» **READING TEXT**
========================================

Hawks probe Mandela's stolen millions

The Nelson Mandela Children's Fund has allegedly been defrauded. (Reuters)

The Nelson Mandela Children's Fund has allegedly been defrauded. (Reuters)

A mysterious bank account allegedly belonging to the Nelson Mandela Children's Fund has now become the focus of a high-level financial investigation by the Hawks, the Mail & Guardian learnt this week.

The discovery of the secret bank account by the police comes just three weeks after the Hawks – officially known as the directorate for priority crimes investigation – launched a massive financial probe into how former president Nelson Mandela's money was misappropriated.

The M&G reported two weeks ago ("Raid on Mandela charities blocked")that the Nelson Mandela Foundation, the Nelson Mandela Children's Fund and the Nelson Mandela Trust have received letters from the Hawks demanding the charities' financial records, including bank statements of family members, trustees and employees.

It has since emerged that the Hawks have now set their sights on the secret bank account that was opened at Nedbank five years ago by the children's fund.

========================================

» **SUPPLIED ENTRIES**
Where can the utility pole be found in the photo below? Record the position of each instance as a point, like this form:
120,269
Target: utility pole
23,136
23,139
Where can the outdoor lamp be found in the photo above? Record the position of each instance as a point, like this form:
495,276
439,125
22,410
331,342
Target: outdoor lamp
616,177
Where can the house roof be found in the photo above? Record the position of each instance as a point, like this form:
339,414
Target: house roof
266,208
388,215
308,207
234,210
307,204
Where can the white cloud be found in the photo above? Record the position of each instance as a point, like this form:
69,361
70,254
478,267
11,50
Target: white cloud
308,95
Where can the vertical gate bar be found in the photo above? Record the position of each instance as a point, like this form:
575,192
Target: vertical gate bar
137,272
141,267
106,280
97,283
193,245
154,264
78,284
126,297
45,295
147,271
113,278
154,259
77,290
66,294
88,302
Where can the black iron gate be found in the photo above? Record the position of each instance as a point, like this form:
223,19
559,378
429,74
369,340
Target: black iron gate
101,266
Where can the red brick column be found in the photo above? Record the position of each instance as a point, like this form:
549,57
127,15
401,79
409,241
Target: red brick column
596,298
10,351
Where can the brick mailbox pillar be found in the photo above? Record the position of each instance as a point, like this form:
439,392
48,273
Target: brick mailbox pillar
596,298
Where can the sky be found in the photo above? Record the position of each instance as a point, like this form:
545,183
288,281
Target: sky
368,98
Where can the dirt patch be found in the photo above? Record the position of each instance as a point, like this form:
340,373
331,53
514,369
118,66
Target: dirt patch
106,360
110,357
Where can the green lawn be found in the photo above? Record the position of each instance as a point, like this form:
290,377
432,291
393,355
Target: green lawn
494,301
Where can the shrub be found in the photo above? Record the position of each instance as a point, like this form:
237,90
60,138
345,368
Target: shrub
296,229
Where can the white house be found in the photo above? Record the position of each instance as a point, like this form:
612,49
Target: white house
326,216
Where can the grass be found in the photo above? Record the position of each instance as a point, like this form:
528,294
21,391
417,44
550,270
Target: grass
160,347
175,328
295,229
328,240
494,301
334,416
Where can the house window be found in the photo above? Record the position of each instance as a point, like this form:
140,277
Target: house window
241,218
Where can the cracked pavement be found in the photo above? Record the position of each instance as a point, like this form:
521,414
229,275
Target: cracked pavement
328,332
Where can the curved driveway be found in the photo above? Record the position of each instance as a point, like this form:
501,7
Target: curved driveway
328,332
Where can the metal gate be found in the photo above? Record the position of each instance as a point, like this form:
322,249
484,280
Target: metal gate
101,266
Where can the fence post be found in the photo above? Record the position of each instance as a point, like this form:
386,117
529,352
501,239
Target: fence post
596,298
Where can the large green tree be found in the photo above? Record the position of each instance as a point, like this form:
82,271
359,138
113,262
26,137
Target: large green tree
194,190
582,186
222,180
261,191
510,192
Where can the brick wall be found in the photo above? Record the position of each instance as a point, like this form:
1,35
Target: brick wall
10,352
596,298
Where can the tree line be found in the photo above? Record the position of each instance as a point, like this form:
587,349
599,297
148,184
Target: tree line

========================================

» **SET EXERCISE**
According to the news report on the Hawks investigation, at which bank did the children's fund open the secret account?

» **WRITTEN SOLUTION**
Nedbank